What you will do:
1. Answer these questions from the passage below about MAS in prison:
(a) What was one portion of the breezeway known as?
(b) Who ran the Lifers' Club?
(c) What position did Mead take in the Lifers' Club?
2. Using the passage below about MAS in prison, decide whether each statement agrees with it. Answer yes or no and quote the words that settle it.
(a) Members of the Lifers' Club voted to buy a pool table.
(b) Mead stayed president of MAS while the petition for official sanction went forward.
(c) The sound proof room was on the upper floor of the Club's building.

───── Provided text

MAS met in the PJC’s office until the PJC refused to back MAS in their campaign against recalcitrant rapists, at which point the queer men’s organization stalked out into the cold.

Without housing MAS was forced to meet on the “breezeway,” a roofed walk way lined with chain-link fencing between a cellblock and a mess hall. All the unemployed hung out there: it was where the institution’s black market—clothing, drugs, sex—convened. One portion of the path was known as “Blood Alley” due to the violent disputes which constantly erupted there; blotches on the concrete and the prevalence of scars and mutilations among the alley’s denizens served as reminders.

One island of beauty existed in the prison. It was “Lifers’ Park,” an emerald of manicured grass and carefully cultivated flowers controlled by the Lifers’ Club. The Lifers’ Club was run by a black ex-boxer named Tommy Thomas and his two white lieutenants. Thomas liked to have sexual relations with men and considered himself politically progressive: on one occasion he let it be known that he fancied himself the second coming of George Jackson. Mead didn’t think so highly of him, but he did trust him enough to collaborate. As many MAS members were lifers anyway, MAS began meeting in the Lifers’ Club. They invited in their own guests from outside the prison. For special visitors they were able to make use of a sound proof room with a bed in it in the downstairs of the Club’s two storey building.

MAS members replaced officers in the Lifers’ Club who were released to the streets or transferred to other institutions. Mead became Treasurer, and Atteberry, Harp, and LaRue were all on the organization’s Executive Board. They were conscientious caretakers. They implemented a candy sales program which put money in the Club’s coffers. Decisions on spending the proceeds were made democratically—members voted to buy a foosball and a pool table and made other improvements to the building and garden. They also initiated a letter writing campaign to legislators in which lifers expressed their desire for sentencing reform.

A gym and martial arts studio was established in the club. On one wall a life-size silhouette was painted which was used for kicking practice. Mead, unable to resist an opportunity to proselytize, wrote the letters “KKK” on the target’s chest.

MAS was at its peak. Mead felt the organization had accomplished the goals he set out for it—the transformation of a rape culture. This shift at WSP percolated down through the lower security joints and the overall conditions in the state improved dramatically. Media coverage of the campaign was encouraging. The public attention it drew legitimized the organization and gave it bargaining power with the administration. MAS submitted a petition to the appropriate Deputy Superintendent requesting official sanction of its existence. If approved, MAS would become the first legal gay prisoners’ organization in the country. In order to make the success of this petition more likely Mead handed over the presidency of the organization to another prisoner more palatable to the administration. He himself had a new priority: escape.

──────────
───── Entries shown

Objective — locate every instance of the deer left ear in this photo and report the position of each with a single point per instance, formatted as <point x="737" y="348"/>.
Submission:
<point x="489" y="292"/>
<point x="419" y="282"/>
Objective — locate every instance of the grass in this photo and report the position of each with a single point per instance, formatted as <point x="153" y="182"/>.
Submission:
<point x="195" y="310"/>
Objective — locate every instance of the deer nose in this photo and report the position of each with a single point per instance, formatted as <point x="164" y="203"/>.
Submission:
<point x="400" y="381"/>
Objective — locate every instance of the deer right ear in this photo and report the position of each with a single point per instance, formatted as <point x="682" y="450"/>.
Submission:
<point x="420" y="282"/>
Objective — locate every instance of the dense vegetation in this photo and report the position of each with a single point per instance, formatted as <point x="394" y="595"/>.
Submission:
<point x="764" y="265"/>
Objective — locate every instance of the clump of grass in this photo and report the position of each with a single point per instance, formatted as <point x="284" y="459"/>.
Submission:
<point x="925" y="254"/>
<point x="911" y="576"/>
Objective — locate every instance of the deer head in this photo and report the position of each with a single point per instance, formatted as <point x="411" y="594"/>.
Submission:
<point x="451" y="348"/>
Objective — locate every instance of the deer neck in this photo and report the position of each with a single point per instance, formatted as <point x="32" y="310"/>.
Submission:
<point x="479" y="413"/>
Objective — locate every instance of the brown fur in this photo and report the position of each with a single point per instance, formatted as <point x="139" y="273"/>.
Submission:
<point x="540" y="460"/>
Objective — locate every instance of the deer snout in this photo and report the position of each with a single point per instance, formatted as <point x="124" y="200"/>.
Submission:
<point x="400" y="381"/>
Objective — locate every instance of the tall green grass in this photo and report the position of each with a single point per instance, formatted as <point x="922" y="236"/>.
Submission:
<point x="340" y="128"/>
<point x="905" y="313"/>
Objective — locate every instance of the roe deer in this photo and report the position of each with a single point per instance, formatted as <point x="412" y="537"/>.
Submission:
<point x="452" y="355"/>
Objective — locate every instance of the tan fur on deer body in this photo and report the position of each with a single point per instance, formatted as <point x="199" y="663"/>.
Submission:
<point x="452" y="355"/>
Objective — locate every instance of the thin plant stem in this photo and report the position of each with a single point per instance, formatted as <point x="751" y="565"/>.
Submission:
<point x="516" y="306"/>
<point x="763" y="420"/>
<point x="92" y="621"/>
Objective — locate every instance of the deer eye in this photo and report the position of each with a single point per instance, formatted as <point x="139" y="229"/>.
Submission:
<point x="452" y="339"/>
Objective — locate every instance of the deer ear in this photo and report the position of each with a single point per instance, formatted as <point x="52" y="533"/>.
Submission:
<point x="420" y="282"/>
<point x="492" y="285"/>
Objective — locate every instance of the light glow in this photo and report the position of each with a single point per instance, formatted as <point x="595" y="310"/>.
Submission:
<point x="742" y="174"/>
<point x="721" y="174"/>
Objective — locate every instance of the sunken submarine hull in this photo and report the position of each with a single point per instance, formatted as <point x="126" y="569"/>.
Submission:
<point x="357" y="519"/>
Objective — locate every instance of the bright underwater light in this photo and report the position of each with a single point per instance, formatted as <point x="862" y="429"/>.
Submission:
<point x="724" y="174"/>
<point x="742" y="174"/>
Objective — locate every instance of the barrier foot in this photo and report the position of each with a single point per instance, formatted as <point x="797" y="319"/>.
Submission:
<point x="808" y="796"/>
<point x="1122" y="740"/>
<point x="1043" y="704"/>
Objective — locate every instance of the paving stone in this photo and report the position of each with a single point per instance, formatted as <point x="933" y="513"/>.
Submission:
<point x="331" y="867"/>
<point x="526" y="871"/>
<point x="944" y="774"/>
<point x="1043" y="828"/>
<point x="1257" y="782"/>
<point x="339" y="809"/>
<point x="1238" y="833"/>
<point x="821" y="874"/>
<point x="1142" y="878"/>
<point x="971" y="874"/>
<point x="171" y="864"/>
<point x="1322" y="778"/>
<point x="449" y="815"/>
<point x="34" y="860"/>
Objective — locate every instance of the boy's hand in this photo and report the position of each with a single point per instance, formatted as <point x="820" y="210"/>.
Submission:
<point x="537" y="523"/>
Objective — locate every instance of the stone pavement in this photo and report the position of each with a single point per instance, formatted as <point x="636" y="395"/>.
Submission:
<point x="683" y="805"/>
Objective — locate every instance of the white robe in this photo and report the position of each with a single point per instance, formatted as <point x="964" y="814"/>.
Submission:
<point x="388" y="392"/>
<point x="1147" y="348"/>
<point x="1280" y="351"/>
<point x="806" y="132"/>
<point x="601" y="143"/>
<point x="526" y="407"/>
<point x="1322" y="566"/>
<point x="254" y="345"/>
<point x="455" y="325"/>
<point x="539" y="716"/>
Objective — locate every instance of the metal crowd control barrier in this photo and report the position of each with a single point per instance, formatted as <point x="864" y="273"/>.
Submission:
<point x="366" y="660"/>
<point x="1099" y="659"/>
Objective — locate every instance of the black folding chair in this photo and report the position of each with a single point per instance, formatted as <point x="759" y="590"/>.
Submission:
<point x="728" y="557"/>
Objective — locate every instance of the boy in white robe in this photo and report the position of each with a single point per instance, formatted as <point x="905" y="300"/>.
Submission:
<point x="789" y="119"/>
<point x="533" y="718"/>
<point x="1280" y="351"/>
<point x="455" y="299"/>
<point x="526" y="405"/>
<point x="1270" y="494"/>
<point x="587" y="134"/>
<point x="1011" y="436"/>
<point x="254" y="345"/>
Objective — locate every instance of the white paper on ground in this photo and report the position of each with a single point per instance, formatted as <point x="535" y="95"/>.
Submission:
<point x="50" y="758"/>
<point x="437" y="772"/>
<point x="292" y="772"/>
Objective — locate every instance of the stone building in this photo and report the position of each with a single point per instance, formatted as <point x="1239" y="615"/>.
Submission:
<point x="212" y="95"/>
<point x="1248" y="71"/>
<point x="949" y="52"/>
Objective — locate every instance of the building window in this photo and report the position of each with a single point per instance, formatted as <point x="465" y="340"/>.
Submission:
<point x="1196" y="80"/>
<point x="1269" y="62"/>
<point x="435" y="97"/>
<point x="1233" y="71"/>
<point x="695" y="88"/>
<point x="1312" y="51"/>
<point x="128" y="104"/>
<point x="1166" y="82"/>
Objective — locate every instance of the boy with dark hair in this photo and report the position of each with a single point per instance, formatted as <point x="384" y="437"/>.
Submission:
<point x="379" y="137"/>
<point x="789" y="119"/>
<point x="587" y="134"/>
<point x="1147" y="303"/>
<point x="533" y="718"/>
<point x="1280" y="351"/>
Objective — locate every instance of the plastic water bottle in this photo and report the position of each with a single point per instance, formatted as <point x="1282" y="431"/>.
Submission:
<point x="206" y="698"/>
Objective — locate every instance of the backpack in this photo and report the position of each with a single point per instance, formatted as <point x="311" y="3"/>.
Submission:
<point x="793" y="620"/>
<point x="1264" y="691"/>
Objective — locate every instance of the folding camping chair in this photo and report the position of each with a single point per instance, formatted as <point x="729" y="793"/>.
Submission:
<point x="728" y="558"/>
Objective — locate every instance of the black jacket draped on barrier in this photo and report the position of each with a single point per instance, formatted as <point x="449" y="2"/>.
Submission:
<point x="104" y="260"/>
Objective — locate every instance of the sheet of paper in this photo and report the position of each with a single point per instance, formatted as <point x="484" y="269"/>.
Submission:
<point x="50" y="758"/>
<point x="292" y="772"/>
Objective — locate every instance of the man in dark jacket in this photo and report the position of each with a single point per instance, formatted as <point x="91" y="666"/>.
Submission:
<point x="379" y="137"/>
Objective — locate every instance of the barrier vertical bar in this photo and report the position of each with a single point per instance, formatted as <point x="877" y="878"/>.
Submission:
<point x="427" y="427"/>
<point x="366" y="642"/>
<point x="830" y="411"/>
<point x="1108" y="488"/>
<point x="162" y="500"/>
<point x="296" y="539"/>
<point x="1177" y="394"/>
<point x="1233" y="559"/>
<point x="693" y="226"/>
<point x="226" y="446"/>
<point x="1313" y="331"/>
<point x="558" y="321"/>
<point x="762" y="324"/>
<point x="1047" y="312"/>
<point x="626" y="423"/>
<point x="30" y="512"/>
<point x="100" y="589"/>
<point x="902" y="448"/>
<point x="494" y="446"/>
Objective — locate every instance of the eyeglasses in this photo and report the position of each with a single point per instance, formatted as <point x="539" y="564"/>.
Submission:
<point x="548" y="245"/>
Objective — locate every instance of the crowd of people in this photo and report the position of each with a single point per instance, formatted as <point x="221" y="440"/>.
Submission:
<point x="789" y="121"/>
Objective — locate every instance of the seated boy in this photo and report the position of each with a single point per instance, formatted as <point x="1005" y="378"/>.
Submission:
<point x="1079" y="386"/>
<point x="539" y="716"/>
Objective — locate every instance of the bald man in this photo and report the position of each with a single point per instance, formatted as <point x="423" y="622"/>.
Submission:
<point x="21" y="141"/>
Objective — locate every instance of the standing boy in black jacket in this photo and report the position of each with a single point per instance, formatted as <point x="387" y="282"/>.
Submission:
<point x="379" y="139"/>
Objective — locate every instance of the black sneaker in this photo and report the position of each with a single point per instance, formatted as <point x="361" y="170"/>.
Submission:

──────────

Answers to the exercises:
1.
(a) "Blood Alley"
(b) Tommy Thomas, a black ex-boxer, and his two white lieutenants
(c) Treasurer

2.
(a) Yes: "members voted to buy a foosball and a pool table"
(b) No: "Mead handed over the presidency of the organization to another prisoner more palatable to the administration"
(c) No: "a sound proof room with a bed in it in the downstairs of the Club’s two storey building"